経営管理システムというと、素人にはその違いが分かりにくいが、同社の特長は、「業務の効率と適正化」と「分析や管理に必要な機能」の両面を追求している点だ。それにより、経営管理層が原価や粗利益、在庫などをより正確かつタイムリーに捉えられ、その数値をもとに分析・管理することで、マネジメントにおいて正確な判断が可能になる。
実際、同社のユーザーは、導入前にも同様の他社システムを使っていたものの、「正しい数値がつかめない」などといった不満を抱えていた。それが導入後は解消され、例えば、ある製造業では製品別に原価が正しくつかめるようになり、それに応じた販売戦略の立案が可能になった。そうした高い評価は、同社が当時受注した企業と買収された1社を除いて現在でも取り引きしている事実からうかがい知れるだろう。下川社長は「同じように見えて、細かい点の1つひとつに差がある」と自負するが、新たなSaaS型の展開でも、従来同様そうした細かい点の改良を積み重ねていくという。

ユーザーのコスト半減するSaaS型展開を本格化

そのSaaSとは、簡単に言えば、企業が自前でシステムやハードウェアを揃えるのではなく、データセンターに構築したインフラ環境にインターネットを経由して各ソフトを「利用する」サービスだ。パソコンとインターネット接続環境さえあれば短期間で導入・運営ができ、自前でのシステム構築などの大きな初期投資が発生せず、運用や管理のランニングコストも大幅に抑制できるのが大きな特長となっている。同社の『CAM MACS』の場合、5年リースまたは償却として、初期投資とランニングコスト合計で4〜5割削減できると想定している。加えて、ユーザー側は運用にシステム管理者などの人手も不要で、人件費も含めるとさらにコスト効果は高いという。
同社では、同じ経営管理システムといえ、従来とは技術的にまったく違うため、4年前から開発に着手。その分野に強い技術者を増員し、機能やノウハウを整理・再設計するとともに、導入企業の業種や規模に左右されにくい汎用的なシステムを構築した。そして、07年11月にはSaaS型の「経費精算」ソフトを1000人規模の上場企業子会社へ提供を開始。さらに昨年1月に「財務会計」、10月に「購買・債務管理」ソフトをリリース。そして、今年4月から「販売・債権管理」「在庫管理」「原価管理」「コスト積算/見積積算」「管理会計」など10本のソフトを順次リリースし、上場企業やそれに準ずる企業、中堅企業が最低限必要なシステムをラインナップする。

• 保存済みデータ記録:
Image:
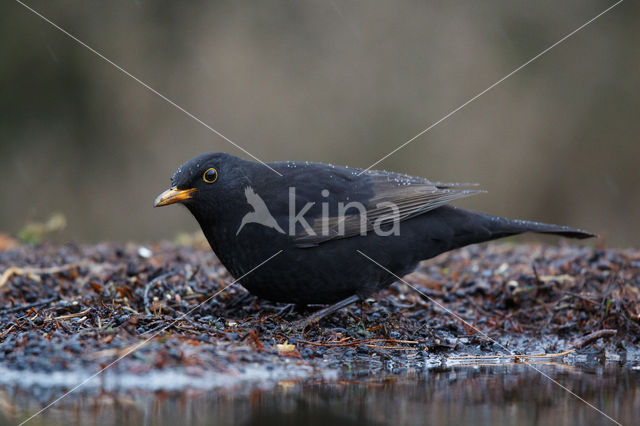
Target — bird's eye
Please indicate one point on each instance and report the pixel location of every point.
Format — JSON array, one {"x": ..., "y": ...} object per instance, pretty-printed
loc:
[{"x": 210, "y": 176}]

• 与えられた課題 A: 本文によると、『CAM MACS』の場合、初期投資とランニングコストの合計でどの程度の削減が想定されているか。
• 与えられた課題 B: 本文を「同社では、同じ経営管理システ」という語句を含むところから書き写し、「システムをラインナップする。」で止めてください。
記録はここでは用いない。

• 回答全文 A: 5年リースまたは償却として、4〜5割の削減が想定されている。

• 回答全文 B:
同社では、同じ経営管理システムといえ、従来とは技術的にまったく違うため、4年前から開発に着手。その分野に強い技術者を増員し、機能やノウハウを整理・再設計するとともに、導入企業の業種や規模に左右されにくい汎用的なシステムを構築した。そして、07年11月にはSaaS型の「経費精算」ソフトを1000人規模の上場企業子会社へ提供を開始。さらに昨年1月に「財務会計」、10月に「購買・債務管理」ソフトをリリース。そして、今年4月から「販売・債権管理」「在庫管理」「原価管理」「コスト積算/見積積算」「管理会計」など10本のソフトを順次リリースし、上場企業やそれに準ずる企業、中堅企業が最低限必要なシステムをラインナップする。